#### [What you have to do]
In the article below about John Avlon's talk, who moderated the event?

CNN political commentator John Avlon talked about the lessons from George Washington’s Farewell Address applicable to today at the Jack Morton Auditorium Thursday.
Avlon discussed his book, which details George Washington’s warnings to the fledgling United States in the farewell address he gave in 1796 upon stepping down from the presidency. Avlon talked about how the warnings apply to the current political climate in an event moderated by history professor Denver Brunsman that was part of the University’s Presidential Distinguished Event Series.
“Because of technology today, we are facing multi-dimensional issues,” Avlon said. “You guys will have to be ready for that.”
Avlon joined CNN in 2018 as a senior political analyst and anchor, hosting the network’s “Wingnut of the Week” segment, during which he would criticize famous people for taking partisanship to an extreme. He currently hosts CNN’s “Reality Check” segment, which aims to inform the public about national issues or individuals that have been covered improperly in the media or not covered enough.

#### [Data provided]
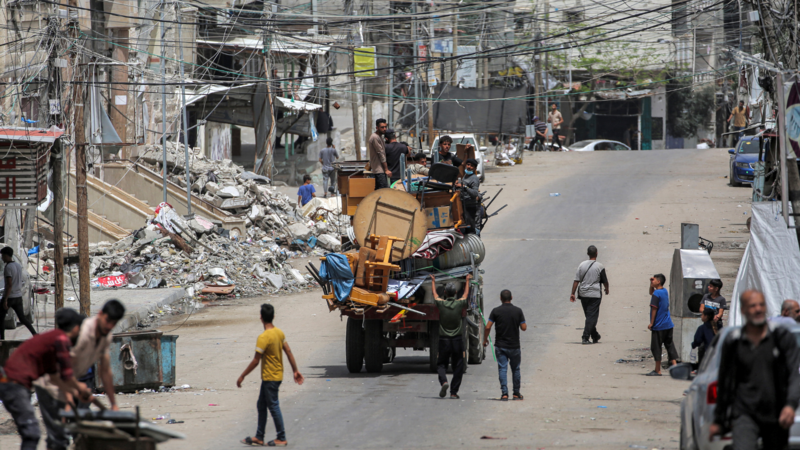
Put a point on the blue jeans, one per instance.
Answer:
(268, 400)
(504, 355)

#### [Answer space]
History professor Denver Brunsman